Source extract —
[START]

FINALLY, was looking for the name of that comic and a link *bookmarks* =3


----------



## Teracat (Nov 18, 2008)

TyVulpine said:


> 1. Ozy & Millie (first and IMO best webcomic I've read)
> 2. Kevin & Kell
> 3. Dandy & Company



You gotta admit, they all have the ampersand working for them. A webcomic is only half a webcomic without at least one ampersand.


----------



## Teracat (Nov 18, 2008)

Oh, and Lackadaisy rocks the fuckin' house.


----------



## nachoboy (Nov 19, 2008)

i absolutely love Lackadaisy. i've been reading it for a while, and it's one of the few webcomics i actually check for updates.


----------



## Ty Vulpine (Nov 19, 2008)

Teracat said:


> You gotta admit, they all have the ampersand working for them. A webcomic is only half a webcomic without at least one ampersand.



Technically, it would be

Ozy and Millie
Kevin and Kell
Dandy and Company 

I just did the ampersand out of laziness.


----------



## Teracat (Nov 19, 2008)

TyVulpine said:


> I just did the ampersand out of laziness.



Well, crap. There goes my infallible life philosophy.


----------

[END]

Exercises —
1: In the webcomics forum thread, copy the part starting at "i absolutely love" and ending at "Vulpine (Nov 19, 2008)".
2: In the webcomics forum thread, which webcomic does nachoboy say is one of the few they check for updates?
3: List every webcomic named in the webcomics forum thread.

Data shown —
[START]

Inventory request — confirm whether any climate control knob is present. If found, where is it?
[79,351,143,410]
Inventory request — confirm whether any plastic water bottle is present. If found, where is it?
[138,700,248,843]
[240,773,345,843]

[END]

Responses to the tasks —
1:
i absolutely love Lackadaisy. i've been reading it for a while, and it's one of the few webcomics i actually check for updates.


----------



## Ty Vulpine (Nov 19, 2008)

2: Lackadaisy

3:
Ozy & Millie
Kevin & Kell
Dandy & Company
Lackadaisy